======== Data supplied ========

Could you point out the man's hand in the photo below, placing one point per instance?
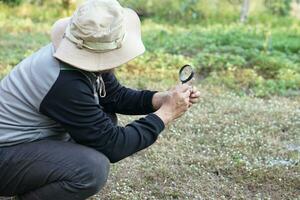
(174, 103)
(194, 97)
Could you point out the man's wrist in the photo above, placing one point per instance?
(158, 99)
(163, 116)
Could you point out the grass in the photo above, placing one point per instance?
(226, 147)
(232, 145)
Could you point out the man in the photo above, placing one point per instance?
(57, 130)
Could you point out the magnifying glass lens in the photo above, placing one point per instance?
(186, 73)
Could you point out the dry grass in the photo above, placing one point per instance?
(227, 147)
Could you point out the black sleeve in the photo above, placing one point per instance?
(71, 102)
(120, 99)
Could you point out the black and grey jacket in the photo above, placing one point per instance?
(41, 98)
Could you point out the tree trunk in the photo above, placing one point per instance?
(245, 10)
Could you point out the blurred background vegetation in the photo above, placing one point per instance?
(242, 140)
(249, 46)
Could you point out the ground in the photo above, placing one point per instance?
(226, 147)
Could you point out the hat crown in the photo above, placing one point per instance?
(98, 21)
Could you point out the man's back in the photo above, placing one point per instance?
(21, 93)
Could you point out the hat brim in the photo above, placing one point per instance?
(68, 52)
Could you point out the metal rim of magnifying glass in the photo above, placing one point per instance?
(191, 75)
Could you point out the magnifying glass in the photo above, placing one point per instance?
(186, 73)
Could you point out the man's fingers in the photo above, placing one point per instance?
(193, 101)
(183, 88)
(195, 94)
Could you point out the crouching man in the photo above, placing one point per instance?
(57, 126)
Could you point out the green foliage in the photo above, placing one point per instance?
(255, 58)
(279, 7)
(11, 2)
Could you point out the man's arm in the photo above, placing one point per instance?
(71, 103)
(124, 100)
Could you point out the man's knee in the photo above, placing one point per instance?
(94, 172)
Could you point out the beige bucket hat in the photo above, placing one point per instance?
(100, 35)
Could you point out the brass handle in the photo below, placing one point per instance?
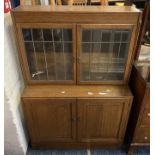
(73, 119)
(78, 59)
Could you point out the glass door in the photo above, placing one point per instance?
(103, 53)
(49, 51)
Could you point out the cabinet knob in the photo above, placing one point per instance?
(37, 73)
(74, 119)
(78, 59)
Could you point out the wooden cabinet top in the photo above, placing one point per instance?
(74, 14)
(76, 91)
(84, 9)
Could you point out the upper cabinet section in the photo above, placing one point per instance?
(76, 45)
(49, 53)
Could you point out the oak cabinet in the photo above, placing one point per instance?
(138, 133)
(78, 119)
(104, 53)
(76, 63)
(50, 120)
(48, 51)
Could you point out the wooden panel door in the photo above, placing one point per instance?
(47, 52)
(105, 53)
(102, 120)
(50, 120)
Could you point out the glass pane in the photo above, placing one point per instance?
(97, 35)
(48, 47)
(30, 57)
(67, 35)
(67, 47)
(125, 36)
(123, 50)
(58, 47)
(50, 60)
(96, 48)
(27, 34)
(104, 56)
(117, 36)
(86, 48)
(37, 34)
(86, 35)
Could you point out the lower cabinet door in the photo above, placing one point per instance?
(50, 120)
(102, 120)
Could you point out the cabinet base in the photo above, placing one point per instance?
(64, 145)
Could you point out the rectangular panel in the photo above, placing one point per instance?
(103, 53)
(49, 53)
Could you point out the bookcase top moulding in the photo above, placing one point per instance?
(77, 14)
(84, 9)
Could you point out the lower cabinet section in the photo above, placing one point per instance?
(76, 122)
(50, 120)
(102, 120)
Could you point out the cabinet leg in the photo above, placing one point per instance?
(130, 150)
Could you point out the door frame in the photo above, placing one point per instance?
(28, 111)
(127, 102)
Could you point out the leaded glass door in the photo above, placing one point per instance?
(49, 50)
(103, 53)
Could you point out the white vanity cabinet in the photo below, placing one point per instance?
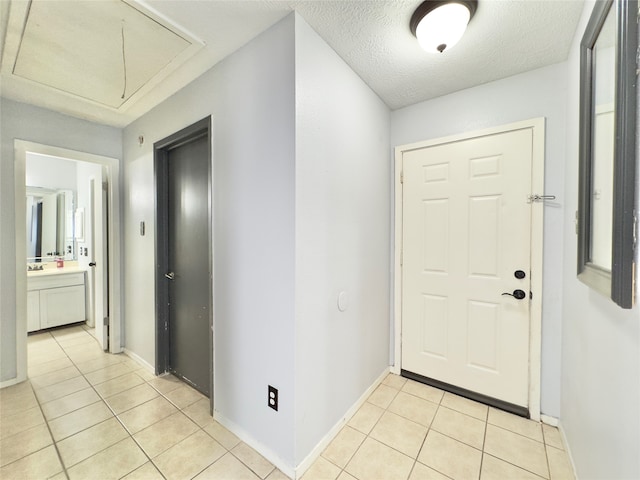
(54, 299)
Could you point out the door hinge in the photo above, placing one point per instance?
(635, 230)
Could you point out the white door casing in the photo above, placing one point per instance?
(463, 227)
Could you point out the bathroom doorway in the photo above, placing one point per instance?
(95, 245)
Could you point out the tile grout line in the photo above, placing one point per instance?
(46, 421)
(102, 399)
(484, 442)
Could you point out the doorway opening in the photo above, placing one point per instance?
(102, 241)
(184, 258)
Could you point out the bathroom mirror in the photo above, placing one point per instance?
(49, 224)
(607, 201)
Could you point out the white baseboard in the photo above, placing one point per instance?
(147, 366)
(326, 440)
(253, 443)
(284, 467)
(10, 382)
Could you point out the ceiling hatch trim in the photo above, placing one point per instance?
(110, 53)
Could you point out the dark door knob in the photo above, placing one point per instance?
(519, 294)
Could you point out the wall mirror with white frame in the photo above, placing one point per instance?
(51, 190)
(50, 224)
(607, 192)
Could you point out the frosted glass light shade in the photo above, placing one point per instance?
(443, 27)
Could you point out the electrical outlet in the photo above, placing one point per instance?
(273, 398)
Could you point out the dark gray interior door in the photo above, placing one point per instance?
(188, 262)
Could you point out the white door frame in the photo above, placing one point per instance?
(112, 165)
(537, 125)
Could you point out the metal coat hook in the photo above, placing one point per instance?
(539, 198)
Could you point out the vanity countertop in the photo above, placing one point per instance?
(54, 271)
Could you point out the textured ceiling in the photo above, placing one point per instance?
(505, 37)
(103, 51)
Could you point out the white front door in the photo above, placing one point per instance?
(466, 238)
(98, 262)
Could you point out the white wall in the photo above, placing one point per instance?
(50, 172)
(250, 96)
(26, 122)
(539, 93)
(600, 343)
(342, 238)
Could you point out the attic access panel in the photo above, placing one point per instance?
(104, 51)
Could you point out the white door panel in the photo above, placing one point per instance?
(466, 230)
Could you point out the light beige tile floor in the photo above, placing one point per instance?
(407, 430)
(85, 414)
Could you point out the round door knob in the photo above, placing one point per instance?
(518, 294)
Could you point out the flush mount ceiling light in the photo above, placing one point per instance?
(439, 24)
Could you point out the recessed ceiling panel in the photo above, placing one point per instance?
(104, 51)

========

*Goal*:
Copy the material above, starting at the line containing "Could you point out the textured" and continuing through its last line.

*The solution*:
Could you point out the textured ceiling in the photo above, placing one point per instance?
(505, 37)
(103, 51)
Could you point out the white front door in the photo above, placing one point per instance?
(466, 238)
(98, 262)
Could you point out the white wall in the photo above, placing one point per instance?
(50, 172)
(250, 96)
(26, 122)
(539, 93)
(600, 343)
(342, 238)
Could you point out the attic access panel in the photo above, placing one point per instance?
(104, 51)
Could you point out the white door panel in the photo above, placing one point per instance?
(466, 230)
Could you point out the light beige tile floor in the photo above, placing one point per instance?
(407, 430)
(85, 414)
Could you point out the round door knob in the photo above, placing one point per instance?
(518, 294)
Could you point out the flush mount ceiling light in the photo above, placing one point per instance?
(439, 24)
Could you point out the recessed ceiling panel in the photo above, placing one point per instance?
(104, 51)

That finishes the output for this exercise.